─── Excerpted text

For peroxisomal β -oxidation, fatty acids are activated at different subcellular locations. Long-straight-chain and 2-methyl-branched-chain fatty acids are activated by acyl-CoA synthetases on the cytoplasmic side of the peroxisomal membrane, on the outer mitochondrial membrane and in ER (Krisans et al. 1980, Mannaerts et al. 1982, Vanhove et al. 1991, Wanders et al. 1992). The same long-chain acyl-CoA synthetase is probably also responsible for the activation of branched-chain fatty acids (Wanders et al. 1992, Watkins et al. 1996). Very-long-chain acyl-CoAs (>C20) are generated only in peroxisomes and ER (Singh & Poulos 1988, Lazo et al. 1990) by a very-long-chain fatty acyl-CoA synthetase (Uchida et al. 1996, Uchiyama et al. 1996). The peroxisomal very-long-chain acyl-CoA synthetase is located on the matrix side of the peroxisomal membrane, in contrast to the peroxisomal long-chain acyl-CoA synthetase (Mannaerts et al. 1982), and, in addition to the straight-chain fatty acids, it also activates branched-chain fatty acids, such as pristanic acid (Steinberg et al. 1999). The peroxisomal very-long-chain acyl-CoA synthetase could thus have an important role in the intraperoxisomal reactivation of pristanic acid (Steinberg et al. 1999), which is the α-oxidation product of phytanic acid (see “β -Oxidation of α-methyl-branched-chain fatty acids”). Derivatives of fatty acids oxidized in peroxisomes, namely dicarboxylic fatty acids, prostaglandins and the carboxylic side chains of bile acid intermediates are activated to their CoA esters by ER enzymes (Vamecq et al. 1985, Prydz et al. 1988, Schepers et al. 1988, Schepers et al. 1989). Peroxisomes do not use the carnitine-coupled transport system present in mitochondria for the import of acyl-CoA esters. It is not completely clear how activated fatty acids enter the peroxisomal matrix for degradation by β -oxidation. Long-chain and very-long-chain fatty acyl-CoAs probably reach the matrix via a membrane-bound transporter containing an ATP-binding cassette (ABC) motif, as shown in S. cerevisiae (Hettema et al. 1996). The homologous protein in human is affected in adrenoleukodystrophy, a peroxisomal disease, in which the metabolism of very-long-chain fatty acids is impaired (Aubourg et al. 1993, Mosser et al. 1993, 1994). How CoA esters of dicarboxylic fatty acids, prostaglandins and bile acid intermediates reach peroxisomes is not known yet.

──────

_Brief 1:_ Rewrite the paragraph of the passage on peroxisomal fatty acid activation that begins "For peroxisomal β -oxidation" as a shorter bulleted list that keeps its main facts.
_Brief 2:_ Continue the passage on peroxisomal fatty acid activation with the paragraph that would follow its last sentence.
The material comes from a different source than the passage on peroxisomal fatty acid activation.

─── Supplied material

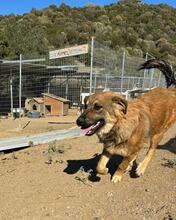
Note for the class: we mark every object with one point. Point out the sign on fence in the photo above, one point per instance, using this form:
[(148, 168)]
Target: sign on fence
[(71, 51)]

──────

_Written answer 1:_
- Acyl-CoA synthetases activate long-straight-chain and 2-methyl-branched-chain fatty acids on the cytoplasmic side of the peroxisomal membrane, on the outer mitochondrial membrane, and in the ER. The same long-chain enzyme probably also activates branched-chain fatty acids.
- Very-long-chain acyl-CoAs (>C20) are generated only in peroxisomes and the ER, by a very-long-chain fatty acyl-CoA synthetase.
- The peroxisomal very-long-chain synthetase sits on the matrix side of the membrane, unlike the long-chain one. It also activates branched-chain fatty acids such as pristanic acid, the α-oxidation product of phytanic acid, so it may be important in reactivating pristanic acid inside peroxisomes.
- ER enzymes activate dicarboxylic fatty acids, prostaglandins, and the carboxylic side chains of bile acid intermediates to their CoA esters.
- Peroxisomes do not use the mitochondrial carnitine-coupled transport system, and it is not completely clear how activated fatty acids enter the peroxisomal matrix.
- Long-chain and very-long-chain acyl-CoAs probably enter through a membrane-bound ABC transporter, as shown in S. cerevisiae. The human homolog is affected in adrenoleukodystrophy, in which very-long-chain fatty acid metabolism is impaired.
- How CoA esters of dicarboxylic fatty acids, prostaglandins, and bile acid intermediates reach peroxisomes is not yet known.

_Written answer 2:_
In the yeast S. cerevisiae, medium-chain fatty acids first enter the peroxisome, the exclusive site of β -oxidation in yeast, and then get activated by an intraperoxisomal acyl-CoA synthetase, whereas long-chain fatty acids are activated in the cytosol and transported via Pat1p and Pat2p, the ABC transporter proteins (Hettema et al. 1996, Trotter 2001).